(Aim of the task) Please write out the passage from the workplace law item below, starting at "While there were" and ending at "did not do so.".

[Opening Document segment section]

The Latest in Workplace Law
Full Federal Court finds truck drivers who worked as ‘independent contractors’ for 40 years are employees
In Jamsek v ZG Operations Australia Pty Ltd  FCAFC 119, the Full Federal Court upheld an appeal by two truck drivers who had worked exclusively for a company for nearly 40 years, finding that they were employees and not independent contractors, and were therefore entitled to be paid their unpaid leave and superannuation entitlements.
In the 2018 decision, a single judge of the Federal Court assessed the totality of the relationship of the workers and determined that the truck drivers were not employees.
In the Full Federal Court’s appeal decision, the Full Federal Court emphasised the importance of assessing the totality of the relationship between the parties, and that the relationship between parties should not be characterised merely by reference to the terms of a written contract.
Relevant factors considered included that the drivers worked full-time in the business for nearly 40 years; the work they performed for the business was their sole source of income; they worked regular hours with a consistent set of duties and work arrangements; the circumstances as to how the workers entered into a contracting arrangement with the company; their lack of capacity to generate goodwill; their representation of the company’s business by carrying the company’s logo on their trucks and clothes.
While there were factors indicating that the drivers operated an independent business, such as supplying their own trucks to perform the work, and possessing a degree of freedom as to the operation of their day-to-day activities, these were outweighed by attributes of the longstanding relationship between the parties, including that the drivers had little opportunity to perform work for others, and did not do so.

[Closing Document segment section]
[Opening Extracted entries section]

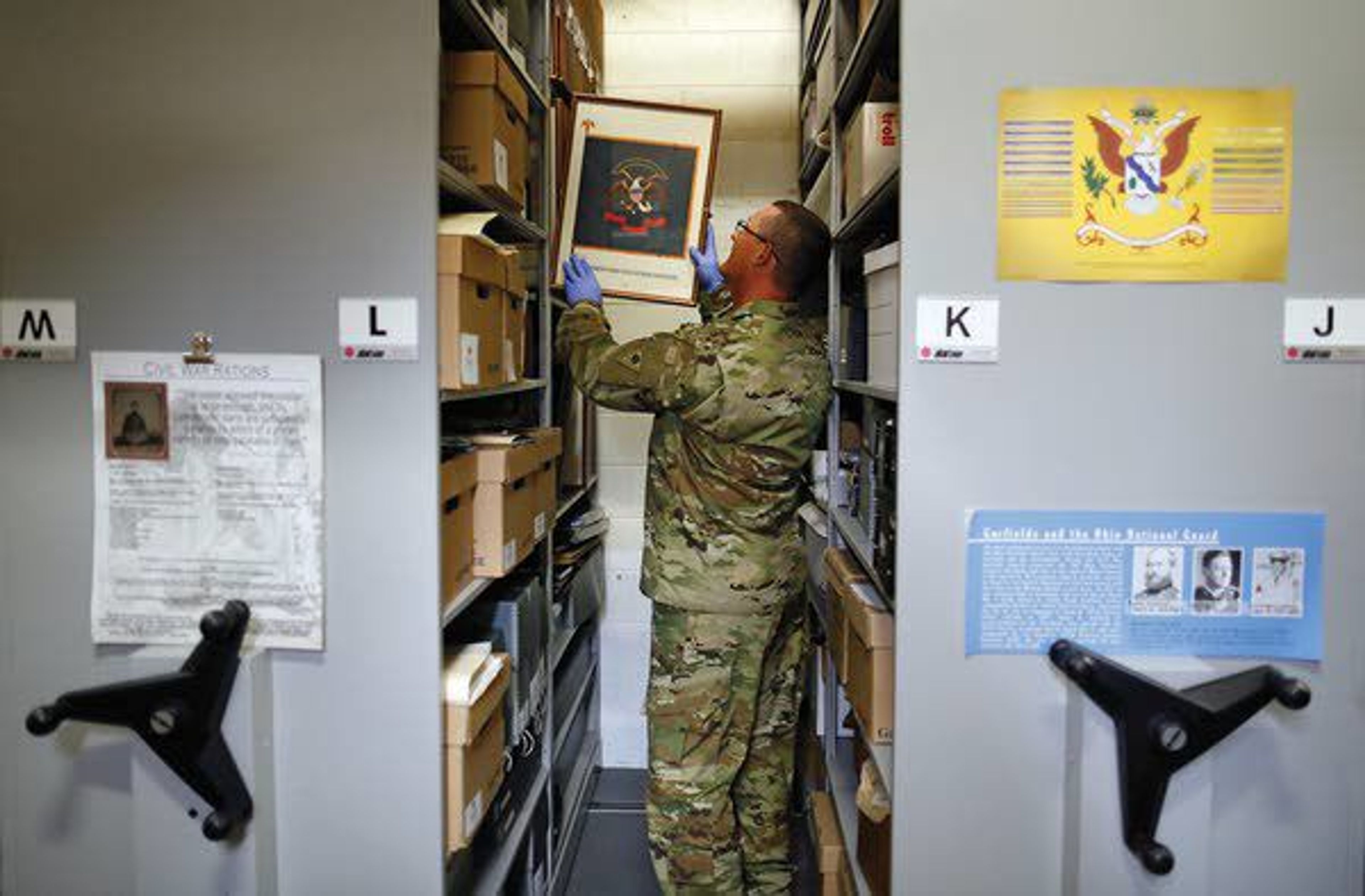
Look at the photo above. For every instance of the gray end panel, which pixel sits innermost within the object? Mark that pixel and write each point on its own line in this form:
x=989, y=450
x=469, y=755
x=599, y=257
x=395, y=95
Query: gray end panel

[Closing Extracted entries section]

(Written response)
While there were factors indicating that the drivers operated an independent business, such as supplying their own trucks to perform the work, and possessing a degree of freedom as to the operation of their day-to-day activities, these were outweighed by attributes of the longstanding relationship between the parties, including that the drivers had little opportunity to perform work for others, and did not do so.